▶ [What is needed]
Locate the line containing "Teacher note: please indicate the golden" in the material below; repeat it and every line after it, exactly as written.

▶ [The records]
※
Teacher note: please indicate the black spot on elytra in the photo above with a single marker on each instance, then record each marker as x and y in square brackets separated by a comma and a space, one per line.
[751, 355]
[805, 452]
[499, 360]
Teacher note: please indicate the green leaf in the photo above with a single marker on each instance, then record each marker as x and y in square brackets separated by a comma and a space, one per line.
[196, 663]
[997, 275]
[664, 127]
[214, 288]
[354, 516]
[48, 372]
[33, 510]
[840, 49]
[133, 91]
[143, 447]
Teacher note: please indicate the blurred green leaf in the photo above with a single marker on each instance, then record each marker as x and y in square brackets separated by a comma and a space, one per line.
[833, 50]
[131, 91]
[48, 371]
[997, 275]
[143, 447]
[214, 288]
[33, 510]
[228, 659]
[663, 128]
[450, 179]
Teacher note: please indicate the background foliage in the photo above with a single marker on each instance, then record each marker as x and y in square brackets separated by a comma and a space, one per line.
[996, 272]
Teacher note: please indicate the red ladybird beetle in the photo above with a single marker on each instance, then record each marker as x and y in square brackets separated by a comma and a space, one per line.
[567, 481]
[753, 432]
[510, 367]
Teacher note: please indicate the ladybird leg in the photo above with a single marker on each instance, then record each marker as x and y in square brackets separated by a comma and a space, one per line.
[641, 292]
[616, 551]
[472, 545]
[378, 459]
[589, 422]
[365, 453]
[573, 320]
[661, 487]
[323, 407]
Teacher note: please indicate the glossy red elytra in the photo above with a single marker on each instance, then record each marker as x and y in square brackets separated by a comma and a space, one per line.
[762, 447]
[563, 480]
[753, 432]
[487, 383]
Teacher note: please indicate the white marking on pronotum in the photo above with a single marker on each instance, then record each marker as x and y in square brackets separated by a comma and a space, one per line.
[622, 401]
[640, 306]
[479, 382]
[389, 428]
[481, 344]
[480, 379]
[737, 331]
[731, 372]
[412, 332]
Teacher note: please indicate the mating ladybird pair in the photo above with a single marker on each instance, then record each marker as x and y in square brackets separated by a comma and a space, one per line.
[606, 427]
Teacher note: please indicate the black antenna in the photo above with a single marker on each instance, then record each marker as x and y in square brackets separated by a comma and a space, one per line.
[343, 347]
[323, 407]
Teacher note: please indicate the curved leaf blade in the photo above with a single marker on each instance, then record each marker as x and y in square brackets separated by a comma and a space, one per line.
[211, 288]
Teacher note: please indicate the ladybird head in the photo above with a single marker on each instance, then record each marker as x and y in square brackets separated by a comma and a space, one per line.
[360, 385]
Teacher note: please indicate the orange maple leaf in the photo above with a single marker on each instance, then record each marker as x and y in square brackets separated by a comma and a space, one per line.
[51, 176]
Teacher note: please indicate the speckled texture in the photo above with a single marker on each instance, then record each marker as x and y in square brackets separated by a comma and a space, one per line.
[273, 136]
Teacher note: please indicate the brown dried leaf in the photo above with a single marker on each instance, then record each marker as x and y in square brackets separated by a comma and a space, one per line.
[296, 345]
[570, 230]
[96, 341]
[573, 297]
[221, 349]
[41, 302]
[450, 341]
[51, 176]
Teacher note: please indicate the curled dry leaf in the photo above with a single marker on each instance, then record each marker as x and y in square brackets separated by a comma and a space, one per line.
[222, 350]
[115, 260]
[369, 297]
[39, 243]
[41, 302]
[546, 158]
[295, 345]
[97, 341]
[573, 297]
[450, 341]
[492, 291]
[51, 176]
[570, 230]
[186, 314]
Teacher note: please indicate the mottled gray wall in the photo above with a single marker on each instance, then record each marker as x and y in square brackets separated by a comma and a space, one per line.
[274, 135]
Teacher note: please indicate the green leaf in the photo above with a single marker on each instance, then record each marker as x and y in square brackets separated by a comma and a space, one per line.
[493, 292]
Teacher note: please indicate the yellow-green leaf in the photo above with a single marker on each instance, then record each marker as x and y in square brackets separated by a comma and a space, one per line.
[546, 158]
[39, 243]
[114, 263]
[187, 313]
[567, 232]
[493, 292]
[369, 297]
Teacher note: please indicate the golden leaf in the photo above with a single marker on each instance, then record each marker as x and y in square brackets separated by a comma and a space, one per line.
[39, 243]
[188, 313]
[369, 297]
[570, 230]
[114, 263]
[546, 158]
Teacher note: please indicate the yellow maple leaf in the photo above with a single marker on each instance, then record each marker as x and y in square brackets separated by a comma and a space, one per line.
※
▶ [Completed task]
Teacher note: please indicate the golden leaf in the photo above with a single marker on each instance, then record each marker as x and y in square brackets separated by a comma and a space, one per line.
[39, 243]
[188, 313]
[369, 297]
[570, 230]
[114, 263]
[546, 158]
Teacher note: please indicate the yellow maple leaf in the photo above with a single marker on each instance, then record each marker as x and y in square brackets separated by a comma and a space, one per line.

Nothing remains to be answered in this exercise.